#### [Reading passage]
-=-=-

Florian U. Jehn Mar 1, 2023

@ct_bergstrom here's a picture of a crow to cheer you up

Raven Onthill Mar 1, 2023

@ct_bergstrom Aw.

@ct_bergstrom Maybe they are all from parallel universe and we just need to ask Chat to provide the full text pdf

Jeremy Kahn Mar 1, 2023

@ct_bergstrom It’s not that wild:

https://www.nationalgeographic.com/animals/article/wildfires-birds-animals-australia

Why These Birds Carry Flames In Their Beaks

Australia's indigenous peoples have long observed "firehawks" spreading wildfires throughout the country's tropical savannas.

Andrei Kucharavy Mar 1, 2023

Tbh, finding a good title based on a summary of findings is a good application of ChatGPT in science.

Elizabeth Hobson Mar 1, 2023

@ct_bergstrom I will have to let the "first author" know about this, Salinas-Melgoza, A. is my former lab-mate!! 😂

Elisa Fadda-🔺Mar 1, 2023

@ct_bergstrom Hahaha indeed! Glycobiology topics lead to completely fabricated refs, except for books, those are all spot on. We haven't been able to get a ref to a paper correct yet, but we are giving a few more goes by rephrasing queries. Also, cannot gives us a DOI for no love no money, doesn't even make it up

Michael Fessler Mar 1, 2023

@ct_bergstrom Yeah, I got 100% fabricated references in my query about selective mutism among hermit crabs…go figure.

Philip N Cohen Mar 1, 2023

@ct_bergstrom these are some fake citations from December 17. A combination of real authors, real journals, and plausible or real titles, but jumbled up and thus bullshit

Carl T. Bergstrom Mar 1, 2023

@philipncohen Thank you! Do you think it's improving?

Philip N Cohen Mar 1, 2023

@ct_bergstrom anything that's completely real seems like a breakthrough, but I have no idea

Fade Mar 1, 2023

@ct_bergstrom All the papers written with ChatGPT that are coming through the grad student office have laughably incorrect citations (and quotations); but I imagine it's harder for the training data to get enough accurate citations to the appropriate translations of ancient literature, compared to, like, highly cited STEM papers or what not.

DJ Dr. Maitxinha Mar 1, 2023

@fade @ct_bergstrom Exactly

Sheldon Rampton Mar 2, 2023

@ct_bergstrom So to sum up: as the author of a book about human-generated bullshit, you are shocked to discover that computer programs do it too.

-=-=-

#### [Your tasks]
a – Copy out everything in the forum thread about ChatGPT citations from "Why These Birds" down to "ChatGPT in science.".
b – Summarize the forum thread about ChatGPT citations in two sentences.
c – Pick up the forum thread about ChatGPT citations from its last post and keep it going.

-=-=-

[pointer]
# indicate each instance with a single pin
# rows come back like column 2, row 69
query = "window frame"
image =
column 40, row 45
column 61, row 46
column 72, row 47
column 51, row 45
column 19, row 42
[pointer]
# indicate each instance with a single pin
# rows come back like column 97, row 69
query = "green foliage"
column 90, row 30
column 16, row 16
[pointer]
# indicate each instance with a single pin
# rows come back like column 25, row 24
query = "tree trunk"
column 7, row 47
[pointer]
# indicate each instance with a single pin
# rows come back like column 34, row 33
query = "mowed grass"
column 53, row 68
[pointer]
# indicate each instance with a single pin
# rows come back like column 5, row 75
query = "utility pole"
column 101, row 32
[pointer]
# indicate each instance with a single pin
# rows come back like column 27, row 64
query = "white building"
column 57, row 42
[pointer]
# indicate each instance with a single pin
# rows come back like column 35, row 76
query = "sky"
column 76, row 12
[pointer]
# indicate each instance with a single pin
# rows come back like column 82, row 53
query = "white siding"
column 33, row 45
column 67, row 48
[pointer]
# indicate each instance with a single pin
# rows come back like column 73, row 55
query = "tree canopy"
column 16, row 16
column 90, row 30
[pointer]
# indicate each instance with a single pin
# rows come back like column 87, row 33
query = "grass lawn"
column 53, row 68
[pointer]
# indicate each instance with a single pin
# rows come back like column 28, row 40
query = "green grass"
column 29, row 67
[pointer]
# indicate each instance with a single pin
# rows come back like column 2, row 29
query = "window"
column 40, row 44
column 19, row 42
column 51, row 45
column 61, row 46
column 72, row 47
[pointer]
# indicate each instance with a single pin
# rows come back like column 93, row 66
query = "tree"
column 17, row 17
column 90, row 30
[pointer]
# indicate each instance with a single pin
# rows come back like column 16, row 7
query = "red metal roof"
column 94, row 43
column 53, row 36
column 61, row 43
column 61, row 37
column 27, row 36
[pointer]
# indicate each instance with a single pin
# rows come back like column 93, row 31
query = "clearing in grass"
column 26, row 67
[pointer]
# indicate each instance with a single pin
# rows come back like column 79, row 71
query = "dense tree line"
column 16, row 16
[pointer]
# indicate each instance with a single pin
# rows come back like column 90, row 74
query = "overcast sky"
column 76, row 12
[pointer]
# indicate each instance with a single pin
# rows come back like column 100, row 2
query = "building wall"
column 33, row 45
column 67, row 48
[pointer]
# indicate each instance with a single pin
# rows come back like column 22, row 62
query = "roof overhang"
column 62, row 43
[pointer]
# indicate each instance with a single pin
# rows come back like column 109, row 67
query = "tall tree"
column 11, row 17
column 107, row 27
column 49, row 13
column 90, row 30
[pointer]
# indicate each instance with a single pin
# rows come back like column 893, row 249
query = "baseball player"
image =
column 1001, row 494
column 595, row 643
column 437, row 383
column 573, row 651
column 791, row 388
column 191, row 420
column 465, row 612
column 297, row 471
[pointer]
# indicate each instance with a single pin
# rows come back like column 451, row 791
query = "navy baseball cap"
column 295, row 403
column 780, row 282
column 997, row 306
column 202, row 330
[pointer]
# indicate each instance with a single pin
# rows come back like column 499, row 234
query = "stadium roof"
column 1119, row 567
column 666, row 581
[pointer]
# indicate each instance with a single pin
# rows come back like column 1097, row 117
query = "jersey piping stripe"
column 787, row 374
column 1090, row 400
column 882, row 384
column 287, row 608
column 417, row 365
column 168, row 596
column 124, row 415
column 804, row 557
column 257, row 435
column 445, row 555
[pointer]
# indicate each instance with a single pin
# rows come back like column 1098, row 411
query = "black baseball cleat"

-=-=-

#### [Response list]
a –
Why These Birds Carry Flames In Their Beaks

Australia's indigenous peoples have long observed "firehawks" spreading wildfires throughout the country's tropical savannas.

Andrei Kucharavy Mar 1, 2023

Tbh, finding a good title based on a summary of findings is a good application of ChatGPT in science.

b – Several replies say ChatGPT produced fabricated references, in queries on glycobiology topics and on selective mutism among hermit crabs, and one describes fake citations that jumble real authors, real journals and plausible or real titles. Another reply says papers written with ChatGPT that reach a grad student office have laughably incorrect citations, while a different one calls finding a good title from a summary of findings a good use of ChatGPT in science.

c –
l00g33k Mar 2, 2023

@ct_bergstrom I heve a sense that it is treating URL as sentence. When it doesn't find any existing URL that fits, it makes up a reasonable looking one. I've seen for example domain/placename for travel info which is very reasonable but 404.

n0body Mar 1, 2023

@ct_bergstrom Tufte certainly adds a bit of flair

Dr. Darren Abbey Mar 1, 2023

@ct_bergstrom Citing actual papers is a big improvement. The best I got from it was a list of fake papers with some author names appropriate to the subject.

I played with it soon after it was released, but I didn't save the outputs.

Brian Bales Mar 1, 2023

@ct_bergstrom Have you tried Bing chat? It is based on a newer GPT model and always provides linked references. I do believe that a different layer provides the references after the fact, but it does seem less likely to make up plausible sounding trash.

Anthony DiPierro Mar 1, 2023

@bb @ct_bergstrom Doing it in a separate layer (at least filtering it through a separate layer) seems to be the only sane approach.

It’d also be the approach that humans (hopefully) use.

Andrei Kucharavy Mar 1, 2023

@ct_bergstrom they might have put a GeDi sampler checking for existence of references. ChatGPT is constantly revised after all.

John Urbanik Mar 1, 2023

@ct_bergstrom Bullshitting here, but perhaps almost all papers on bullshit in research in the training set cite most of these sources (even Wagenmakers has >1k citations). Even stochastic parrots get phrases right sometimes when they hear the same ones over and over.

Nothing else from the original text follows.